Convert everything in the material from the line containing "task: provide the mask of each instance of the window" down to the line containing "[[[289,95],[289,89],[280,89],[280,96],[288,96]]]", both included, into a numbered list. Leave out blank lines.

⁂

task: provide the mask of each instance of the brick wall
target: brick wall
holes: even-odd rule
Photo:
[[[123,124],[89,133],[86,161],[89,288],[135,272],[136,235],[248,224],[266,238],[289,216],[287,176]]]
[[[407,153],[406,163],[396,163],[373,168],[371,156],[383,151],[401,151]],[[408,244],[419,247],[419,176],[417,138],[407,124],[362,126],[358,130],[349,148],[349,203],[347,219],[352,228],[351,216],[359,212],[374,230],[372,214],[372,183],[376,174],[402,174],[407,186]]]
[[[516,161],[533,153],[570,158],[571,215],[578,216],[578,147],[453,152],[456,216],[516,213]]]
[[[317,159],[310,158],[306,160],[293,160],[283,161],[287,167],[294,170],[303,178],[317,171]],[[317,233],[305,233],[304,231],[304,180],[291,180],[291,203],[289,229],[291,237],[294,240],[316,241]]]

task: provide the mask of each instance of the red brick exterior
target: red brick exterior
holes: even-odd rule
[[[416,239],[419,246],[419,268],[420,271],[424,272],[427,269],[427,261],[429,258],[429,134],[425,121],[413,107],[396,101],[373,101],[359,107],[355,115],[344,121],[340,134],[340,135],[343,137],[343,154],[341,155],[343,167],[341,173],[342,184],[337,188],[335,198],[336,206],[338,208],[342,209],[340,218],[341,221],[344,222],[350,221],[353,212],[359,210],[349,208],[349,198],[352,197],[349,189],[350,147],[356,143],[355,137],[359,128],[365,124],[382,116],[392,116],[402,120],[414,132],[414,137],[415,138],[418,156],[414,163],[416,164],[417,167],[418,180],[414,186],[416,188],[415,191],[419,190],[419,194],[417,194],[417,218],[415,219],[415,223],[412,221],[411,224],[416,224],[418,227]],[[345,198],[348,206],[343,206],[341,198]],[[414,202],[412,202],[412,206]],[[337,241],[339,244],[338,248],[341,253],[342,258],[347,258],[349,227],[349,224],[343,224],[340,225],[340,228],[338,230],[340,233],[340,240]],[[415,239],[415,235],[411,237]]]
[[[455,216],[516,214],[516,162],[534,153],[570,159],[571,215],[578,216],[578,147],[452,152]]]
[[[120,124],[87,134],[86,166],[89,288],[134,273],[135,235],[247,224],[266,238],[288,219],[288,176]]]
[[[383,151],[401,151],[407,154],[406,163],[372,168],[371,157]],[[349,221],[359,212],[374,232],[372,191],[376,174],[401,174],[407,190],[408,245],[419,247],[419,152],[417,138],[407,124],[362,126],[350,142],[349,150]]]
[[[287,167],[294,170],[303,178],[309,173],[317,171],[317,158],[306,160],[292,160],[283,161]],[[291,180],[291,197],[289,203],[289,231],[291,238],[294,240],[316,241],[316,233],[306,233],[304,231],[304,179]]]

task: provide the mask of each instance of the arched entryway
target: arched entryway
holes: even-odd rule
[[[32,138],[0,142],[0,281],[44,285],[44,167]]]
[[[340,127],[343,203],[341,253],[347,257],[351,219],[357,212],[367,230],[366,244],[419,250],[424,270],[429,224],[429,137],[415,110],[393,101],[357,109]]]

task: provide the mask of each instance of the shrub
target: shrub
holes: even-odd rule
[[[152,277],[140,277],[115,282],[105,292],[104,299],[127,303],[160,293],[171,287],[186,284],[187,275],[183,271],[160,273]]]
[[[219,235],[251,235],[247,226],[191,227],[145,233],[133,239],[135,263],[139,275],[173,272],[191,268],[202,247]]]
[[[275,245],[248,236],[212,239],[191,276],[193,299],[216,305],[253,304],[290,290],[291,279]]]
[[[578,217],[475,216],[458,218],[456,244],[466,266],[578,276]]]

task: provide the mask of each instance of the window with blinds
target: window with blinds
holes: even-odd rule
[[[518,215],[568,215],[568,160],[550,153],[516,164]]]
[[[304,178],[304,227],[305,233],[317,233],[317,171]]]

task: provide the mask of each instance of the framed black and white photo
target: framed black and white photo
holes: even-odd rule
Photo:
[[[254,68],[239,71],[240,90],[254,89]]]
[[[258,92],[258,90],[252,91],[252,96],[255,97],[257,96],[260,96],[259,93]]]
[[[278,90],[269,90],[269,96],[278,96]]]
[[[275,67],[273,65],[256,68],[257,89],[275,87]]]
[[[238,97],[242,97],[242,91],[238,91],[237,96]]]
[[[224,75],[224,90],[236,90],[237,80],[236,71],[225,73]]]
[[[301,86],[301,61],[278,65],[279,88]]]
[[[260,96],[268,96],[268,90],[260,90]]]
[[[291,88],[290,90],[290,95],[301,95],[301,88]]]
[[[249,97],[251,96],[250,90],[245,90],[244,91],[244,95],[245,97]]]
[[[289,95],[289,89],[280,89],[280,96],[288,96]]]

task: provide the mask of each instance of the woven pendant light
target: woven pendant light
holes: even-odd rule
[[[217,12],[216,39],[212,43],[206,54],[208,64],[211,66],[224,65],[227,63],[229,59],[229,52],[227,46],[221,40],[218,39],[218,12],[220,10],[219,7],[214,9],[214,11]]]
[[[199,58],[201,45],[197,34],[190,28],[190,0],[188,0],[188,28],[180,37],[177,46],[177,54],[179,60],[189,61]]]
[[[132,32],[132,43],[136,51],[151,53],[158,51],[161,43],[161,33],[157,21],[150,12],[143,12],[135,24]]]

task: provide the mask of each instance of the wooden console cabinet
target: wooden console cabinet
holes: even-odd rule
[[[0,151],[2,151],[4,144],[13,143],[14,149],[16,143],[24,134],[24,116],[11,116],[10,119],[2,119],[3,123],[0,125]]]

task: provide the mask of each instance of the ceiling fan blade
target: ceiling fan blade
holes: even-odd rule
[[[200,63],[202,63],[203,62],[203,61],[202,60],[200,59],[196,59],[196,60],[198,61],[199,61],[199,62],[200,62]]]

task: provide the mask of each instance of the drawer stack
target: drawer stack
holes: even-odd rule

⁂

Result for this task:
1. task: provide the mask of each instance of the window with blinds
2. target: window with blinds
3. holes: even-odd rule
4. [[[518,215],[568,215],[568,160],[550,153],[516,164]]]
5. [[[304,178],[304,227],[305,233],[317,233],[317,171]]]
6. task: provide the mask of each instance of the framed black and white photo
7. target: framed black and white photo
8. holes: even-odd rule
9. Photo:
10. [[[254,68],[239,71],[240,90],[254,89]]]
11. [[[258,92],[258,90],[252,91],[252,96],[255,97],[257,96],[260,96],[259,93]]]
12. [[[278,90],[269,90],[269,96],[278,96]]]
13. [[[275,67],[273,65],[256,68],[257,89],[275,87]]]
14. [[[238,97],[242,97],[242,91],[238,91],[237,96]]]
15. [[[224,75],[224,90],[236,90],[237,80],[236,71],[225,73]]]
16. [[[301,86],[301,61],[278,65],[279,88]]]
17. [[[260,96],[268,96],[268,90],[260,90]]]
18. [[[291,88],[290,90],[290,95],[301,95],[301,88]]]
19. [[[249,97],[251,96],[250,90],[245,90],[244,91],[244,95],[245,97]]]
20. [[[289,95],[289,89],[280,89],[280,96],[288,96]]]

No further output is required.